Job A:
Answer the following questions using the text on persistent homology on graphs.
(i) What number does the weight function assign to each edge of a molecular graph?
(ii) For p = 1, what does the pth homology refer to?
(iii) What does the height function at a vertex v assign to each point x of |G|?
Job B:
State whether each statement below agrees with the text on persistent homology on graphs. Answer yes or no for each, and quote the deciding words of the text.
(i) The distance between two points of |G| is the maximum length of a path connecting them.
(ii) Higher homologies are not calculated for graphs.
(iii) For metric graphs with the path distance, the number of connected components of sub-level sets would always equal 1.

Quoted text:
+--

Persistent homology on graphs

The second thread of this work involves the use of persistent homology on the molecular graphs to create a measure of similarity. For this we use a variation of a distance between metric graphs proposed in [34].

We view molecules as simple, undirected graphs equipped with a weight function on the edges, which assigns a nonnegative number—the physical distance between the atom centres—to the edges (see Fig. 3). The weight function allows us to view the graph G as a metric space \((|G|,d_G )\), which allows the use of persistent homology. Here |G| is the set of points of this metric space, consisting of all the vertices of G together with the points of the edges considered as line segments of length equal to the weight assigned to the edge. For any two points \(z,w\in |G|\), the distance \(d_G(z,w)\) is given by the minimum length of a path connecting z to w in |G|.

Fig. 5
figure 5

A visual explanation of persistence landscapes. The persistence diagram (left) is tilted, so that the diagonal becomes the new horizontal axis (top right). The \(\lambda _i\) are the piecewise linear functions (bottom right)

In general, to a metric space (Xd) equipped with a function \(f:X\rightarrow {\mathbb {R}}\) one can assign a persistence diagram as follows: First, we define the super-level set of X with respect to \(\alpha \in {\mathbb {R}}\) by

$$\begin{aligned} X^\alpha :=\{x\in X \ | \ f(x)\ge \alpha \}. \end{aligned}$$

If \(\alpha _1 > \alpha _2\) we have the inclusion \(X^{\alpha _1}\subseteq X^{\alpha _2}\).

For \(p=1,2,\ldots\), the pth homology gives information about the p-dimensional holes: For \(p=0\), this refers to connected components, for \(p=1\), it refers to loops, for \(p=2\), it is cavities or voids, etc. The number \(\alpha\) is called a p-critical value of f if the number of connected components of \(X^{\alpha -\epsilon }\) and \(X^{\alpha +\epsilon }\) changes for \(p=0\), or if the number of loops in \(X^{\alpha -\epsilon }\) and \(X^{\alpha +\epsilon }\) changes for \(p=1\), for all small \(\epsilon >0\). For graphs, we do not calculate higher homologies (as graphs are 2 dimensional structures).

For metric graphs this works as follows. Fix a vertex v in G, and define a function \(f:|G|\rightarrow {\mathbb {R}}\), called the height function at v, which assigns to each point \(x\in |G|\) the path distance \(d_G(v,x)\). Note that for general metric spaces X, it is also possible to consider sub-level sets of X, but in the case of metric graphs with the path distance, the number of connected components would always be the same (it would always equal 1). See Fig. 3 for a visual explanation. This is why it is more interesting to consider super-level sets for this particular height function.

+--

Stored records:
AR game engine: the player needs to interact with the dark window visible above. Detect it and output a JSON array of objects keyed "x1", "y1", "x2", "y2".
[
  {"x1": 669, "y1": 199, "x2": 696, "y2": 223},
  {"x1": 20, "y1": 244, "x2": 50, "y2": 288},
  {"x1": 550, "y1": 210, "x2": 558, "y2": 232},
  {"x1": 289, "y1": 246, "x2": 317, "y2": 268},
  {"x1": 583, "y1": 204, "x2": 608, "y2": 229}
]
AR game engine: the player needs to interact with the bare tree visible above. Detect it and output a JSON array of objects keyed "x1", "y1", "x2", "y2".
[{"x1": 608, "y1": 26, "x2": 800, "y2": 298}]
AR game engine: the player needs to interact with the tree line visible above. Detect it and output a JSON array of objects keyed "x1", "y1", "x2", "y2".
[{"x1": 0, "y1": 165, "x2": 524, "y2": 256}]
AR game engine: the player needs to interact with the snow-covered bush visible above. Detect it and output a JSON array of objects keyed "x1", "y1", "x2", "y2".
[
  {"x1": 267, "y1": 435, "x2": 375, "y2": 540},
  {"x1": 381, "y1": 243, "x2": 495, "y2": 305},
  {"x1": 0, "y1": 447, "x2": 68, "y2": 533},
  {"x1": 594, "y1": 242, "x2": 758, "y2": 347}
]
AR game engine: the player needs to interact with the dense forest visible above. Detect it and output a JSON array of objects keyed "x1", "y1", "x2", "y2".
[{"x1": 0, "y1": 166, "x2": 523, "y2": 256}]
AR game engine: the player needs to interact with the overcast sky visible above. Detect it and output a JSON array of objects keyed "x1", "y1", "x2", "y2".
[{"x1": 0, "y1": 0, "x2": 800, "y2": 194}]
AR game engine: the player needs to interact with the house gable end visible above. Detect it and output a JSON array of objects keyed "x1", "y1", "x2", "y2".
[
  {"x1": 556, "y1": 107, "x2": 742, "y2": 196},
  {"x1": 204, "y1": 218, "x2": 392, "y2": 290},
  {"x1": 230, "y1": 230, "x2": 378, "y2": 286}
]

+--

Full answer A:
(i) It assigns the physical distance between the atom centers, a nonnegative number.
(ii) It refers to loops.
(iii) It assigns the path distance from v to x.

Full answer B:
(i) No: "is given by the minimum length of a path connecting z to w in |G|"
(ii) Yes: "For graphs, we do not calculate higher homologies"
(iii) Yes: "the number of connected components would always be the same (it would always equal 1)"